Text for analysis:
The impetus to control motor vehicle emissions, driven by the air quality needs of major metropolitan areas, has led to five decades of engineering innovation in the design of vehicle propulsion technologies. Because California cities (particularly Los Angeles) were hardest hit by the proliferation of vehicles and their emissions, starting in 1961 the California Air Resources Board (CARB) has been at the forefront of setting engineering standards for vehicles sold, first in California, then in the United States and now for the world automotive industry.
Modern vehicle engine operations and emissions (including evaporative losses from the fuel tank) are extensively controlled via an on-board digital microprocessor, the computer known as the engine control module or ECM (also ECU). Feedback systems, relying on sensors, allow the ECM to precisely control fuel/air mixture, spark timing and other functions. Of the many sensors on the engine and the vehicle, the primary ones are oxygen sensor(s), which monitor the combustion efficiency of the engine, and knock sensor(s), which "listen" for engine knock or pinging. The ECM, which adjusts the fuel mixture and adjusts spark timing uses the input signals from these sensors.
Computer control of the engine operations allows two benefits in addition to a precise air fuel mixture and, therefore, lower emissions. The computers can be programmed to detect faults (diagnostic trouble codes or DTCs) in their own operations, and the ECM can store this information and illuminate a malfunction indicator light (MIL), often called the Check Engine light, on the instrument cluster. The stored faults can be viewed later for diagnosis and repair.
Diagnosis of modern vehicle performance faults starts with gaining access to DTCs stored in the ECM. Start by looking for the 16-pin OBD II plug (diagnostic link connector or DLC) under the dashboard. By law, it is always located within reach of the driver.
Once the diagnostic scan tool is connected to the DLC, follow the instructions on the scan tool screen. These usually include:
- Select diagnosis program
- Select correct vehicle (scan tool should find this automatically)
- Interrogate and record DTCs (fault codes) present in ECM memory
In many cases, it is best to clear DTCs. Then drive the vehicle and retest it. Follow the diagnostic and repair instructions on the scan tool screen. DTCs for the vehicle power train begin with a P and are followed by 4 digits. (They are also referred to as P-codes). During testing, the scan tool displays each P-code and a brief description of the fault. There are different kinds of faults indicated by DTCs:
- Plausibility: If a sensor's output value is outside the expected range, the signal from the sensor is considered not plausible and a fault is set.
- Power, ground, continuity: If power or ground is missing or continuity is lacking in a particular circuit or system, a fault is set.
- Fault in sensor or module: If a sensor or module tests defective, a fault is set.
You should note that even though the scan tool displays specific DTCs, additional diagnosis is advisable. For example, if a DTC indicates a non-functional oxygen sensor heater, the simple explanation may be a blown fuse. In other words, use common sense and do not ignore the obvious when diagnosing problems.
Working at dashboard, open OBD II connector access door.
Plug scan tool into OBD II connector.
Follow directions supplied with scan tool to interrogate ECM fault memory. Read fault code, diagnose problem, then clear fault code when complete.

Record set:
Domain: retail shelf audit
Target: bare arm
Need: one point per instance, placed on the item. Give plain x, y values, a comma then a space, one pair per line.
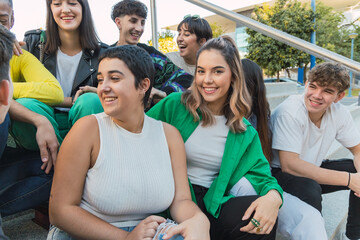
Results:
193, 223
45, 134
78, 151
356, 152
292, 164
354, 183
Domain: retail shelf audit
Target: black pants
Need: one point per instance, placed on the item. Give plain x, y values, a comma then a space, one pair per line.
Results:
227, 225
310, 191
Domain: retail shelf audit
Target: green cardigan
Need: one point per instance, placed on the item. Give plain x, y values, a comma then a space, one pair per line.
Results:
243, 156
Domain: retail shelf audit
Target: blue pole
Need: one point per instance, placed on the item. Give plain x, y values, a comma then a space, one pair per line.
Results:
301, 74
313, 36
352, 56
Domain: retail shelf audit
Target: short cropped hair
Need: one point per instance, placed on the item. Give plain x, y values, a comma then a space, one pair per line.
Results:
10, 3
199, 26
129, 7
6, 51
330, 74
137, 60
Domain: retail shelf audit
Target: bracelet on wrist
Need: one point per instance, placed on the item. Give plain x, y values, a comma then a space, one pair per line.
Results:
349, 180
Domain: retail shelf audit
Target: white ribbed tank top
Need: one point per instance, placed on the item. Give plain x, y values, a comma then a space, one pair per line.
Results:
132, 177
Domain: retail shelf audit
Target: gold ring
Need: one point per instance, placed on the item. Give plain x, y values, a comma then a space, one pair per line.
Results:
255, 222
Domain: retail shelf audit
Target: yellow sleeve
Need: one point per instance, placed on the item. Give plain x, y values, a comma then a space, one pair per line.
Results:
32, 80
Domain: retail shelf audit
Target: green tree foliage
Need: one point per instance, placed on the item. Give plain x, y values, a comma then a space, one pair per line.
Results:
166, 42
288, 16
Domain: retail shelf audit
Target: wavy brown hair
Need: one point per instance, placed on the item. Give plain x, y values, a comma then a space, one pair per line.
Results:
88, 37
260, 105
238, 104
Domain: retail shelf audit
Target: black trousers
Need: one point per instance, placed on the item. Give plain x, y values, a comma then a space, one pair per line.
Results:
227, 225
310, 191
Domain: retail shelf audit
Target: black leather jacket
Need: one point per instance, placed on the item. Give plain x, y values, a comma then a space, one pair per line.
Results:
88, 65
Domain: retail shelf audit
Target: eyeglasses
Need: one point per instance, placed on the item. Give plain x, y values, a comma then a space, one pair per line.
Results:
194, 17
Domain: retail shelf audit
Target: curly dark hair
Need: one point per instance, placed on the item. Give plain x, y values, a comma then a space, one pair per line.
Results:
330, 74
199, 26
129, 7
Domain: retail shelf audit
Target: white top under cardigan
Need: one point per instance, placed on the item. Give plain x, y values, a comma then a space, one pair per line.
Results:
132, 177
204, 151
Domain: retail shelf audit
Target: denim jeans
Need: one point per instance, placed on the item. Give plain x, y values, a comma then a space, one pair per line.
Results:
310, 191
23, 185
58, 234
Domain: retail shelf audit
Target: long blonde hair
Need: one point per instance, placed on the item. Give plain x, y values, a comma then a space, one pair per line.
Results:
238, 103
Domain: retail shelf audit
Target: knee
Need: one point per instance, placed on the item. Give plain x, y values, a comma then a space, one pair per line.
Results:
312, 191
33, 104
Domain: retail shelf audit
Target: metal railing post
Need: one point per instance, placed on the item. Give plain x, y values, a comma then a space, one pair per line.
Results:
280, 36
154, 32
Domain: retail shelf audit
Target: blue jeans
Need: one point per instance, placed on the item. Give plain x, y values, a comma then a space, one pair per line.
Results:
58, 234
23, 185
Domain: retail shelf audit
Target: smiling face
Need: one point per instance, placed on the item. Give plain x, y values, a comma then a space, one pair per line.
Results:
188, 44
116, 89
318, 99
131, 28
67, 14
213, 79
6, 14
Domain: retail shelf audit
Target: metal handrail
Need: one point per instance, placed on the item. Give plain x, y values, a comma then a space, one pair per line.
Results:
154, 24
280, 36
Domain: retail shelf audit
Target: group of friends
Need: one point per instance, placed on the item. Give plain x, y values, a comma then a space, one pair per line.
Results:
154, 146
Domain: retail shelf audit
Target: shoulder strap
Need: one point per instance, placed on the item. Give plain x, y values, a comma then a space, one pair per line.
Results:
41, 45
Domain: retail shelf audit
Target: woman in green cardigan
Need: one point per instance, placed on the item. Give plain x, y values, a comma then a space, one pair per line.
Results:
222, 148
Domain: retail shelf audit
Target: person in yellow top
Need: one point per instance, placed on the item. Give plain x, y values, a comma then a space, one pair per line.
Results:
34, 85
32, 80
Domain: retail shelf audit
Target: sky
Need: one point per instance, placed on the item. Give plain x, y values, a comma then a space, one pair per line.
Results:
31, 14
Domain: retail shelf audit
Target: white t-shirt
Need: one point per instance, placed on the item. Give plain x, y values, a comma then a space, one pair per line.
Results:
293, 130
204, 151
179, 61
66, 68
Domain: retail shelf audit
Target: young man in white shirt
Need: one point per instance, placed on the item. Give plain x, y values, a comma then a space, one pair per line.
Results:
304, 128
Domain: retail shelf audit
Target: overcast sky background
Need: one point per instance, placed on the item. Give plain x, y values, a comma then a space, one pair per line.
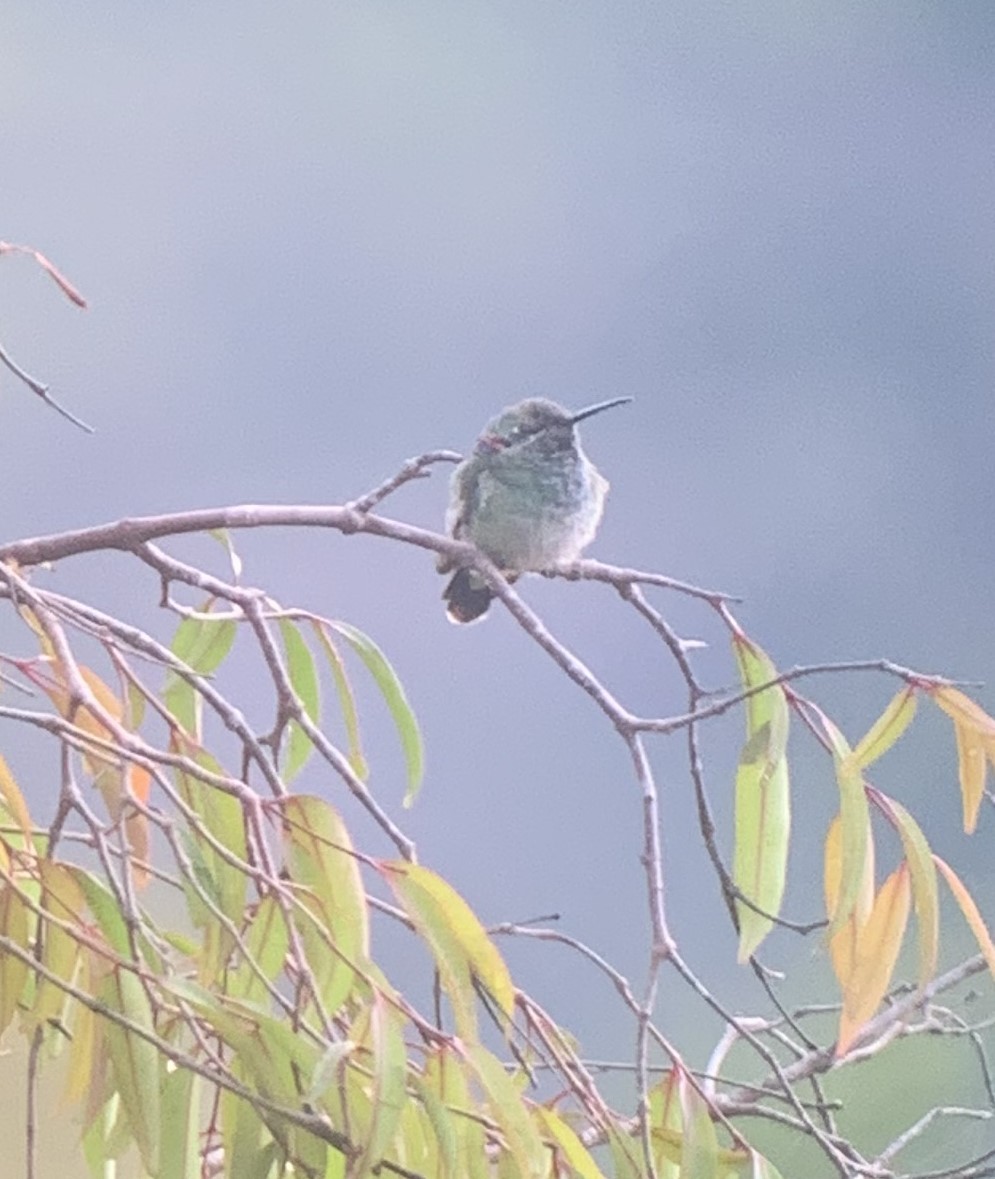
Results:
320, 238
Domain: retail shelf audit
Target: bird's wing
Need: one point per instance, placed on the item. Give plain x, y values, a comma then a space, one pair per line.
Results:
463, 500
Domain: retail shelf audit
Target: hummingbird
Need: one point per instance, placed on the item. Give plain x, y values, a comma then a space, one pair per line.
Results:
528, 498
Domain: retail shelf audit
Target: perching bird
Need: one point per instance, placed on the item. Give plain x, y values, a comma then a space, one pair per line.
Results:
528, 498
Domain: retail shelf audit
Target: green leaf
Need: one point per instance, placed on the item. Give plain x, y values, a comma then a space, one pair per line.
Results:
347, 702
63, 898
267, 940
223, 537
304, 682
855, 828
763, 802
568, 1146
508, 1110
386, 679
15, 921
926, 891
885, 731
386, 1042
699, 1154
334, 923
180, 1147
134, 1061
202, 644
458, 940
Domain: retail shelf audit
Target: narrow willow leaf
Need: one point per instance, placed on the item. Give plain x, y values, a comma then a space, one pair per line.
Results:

Task objective: Copy word for word the part of the OBD II diagnostics text between "Plug scan tool" and "code when complete.", inclusive.

Written solution:
Plug scan tool into OBD II connector.
Follow directions supplied with scan tool to interrogate ECM fault memory. Read fault code, diagnose problem, then clear fault code when complete.